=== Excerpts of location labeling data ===
>> START
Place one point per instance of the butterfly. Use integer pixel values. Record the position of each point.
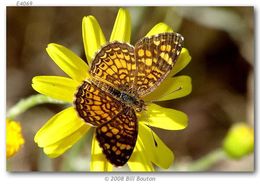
(121, 76)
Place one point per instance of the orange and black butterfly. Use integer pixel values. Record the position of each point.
(122, 75)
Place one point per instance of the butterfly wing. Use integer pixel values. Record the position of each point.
(117, 137)
(155, 57)
(115, 65)
(94, 105)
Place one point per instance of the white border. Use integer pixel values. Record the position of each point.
(94, 179)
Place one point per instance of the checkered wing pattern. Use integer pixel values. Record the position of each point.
(117, 137)
(115, 65)
(94, 105)
(155, 57)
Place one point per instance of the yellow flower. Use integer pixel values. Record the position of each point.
(66, 128)
(14, 138)
(239, 141)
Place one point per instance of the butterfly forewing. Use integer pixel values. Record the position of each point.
(117, 137)
(121, 75)
(115, 65)
(155, 57)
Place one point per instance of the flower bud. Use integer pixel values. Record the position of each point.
(239, 141)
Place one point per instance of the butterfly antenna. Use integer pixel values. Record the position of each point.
(154, 140)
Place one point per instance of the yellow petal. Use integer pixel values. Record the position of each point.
(59, 127)
(159, 28)
(122, 27)
(60, 88)
(158, 152)
(93, 37)
(171, 88)
(68, 61)
(138, 161)
(58, 148)
(98, 162)
(182, 61)
(165, 118)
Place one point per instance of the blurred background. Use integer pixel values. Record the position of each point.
(219, 39)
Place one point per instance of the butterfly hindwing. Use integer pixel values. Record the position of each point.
(117, 138)
(94, 105)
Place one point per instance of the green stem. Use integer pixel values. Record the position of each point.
(30, 102)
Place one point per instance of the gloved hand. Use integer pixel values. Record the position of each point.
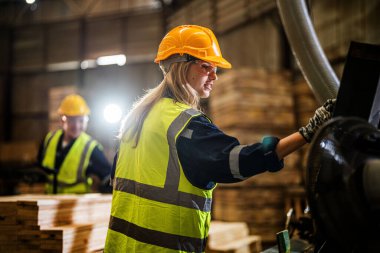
>> END
=== EXERCISE DIRECTIONS ===
Report each line of the material above that contains the string "flower", copying every such line in full.

=== EXERCISE SOLUTION ===
Place one point per instance of the yellow flower. Use integer pixel values. Record the position of each point.
Place one point per instance of the flower bud. Use integer pixel values. Record the position of each point.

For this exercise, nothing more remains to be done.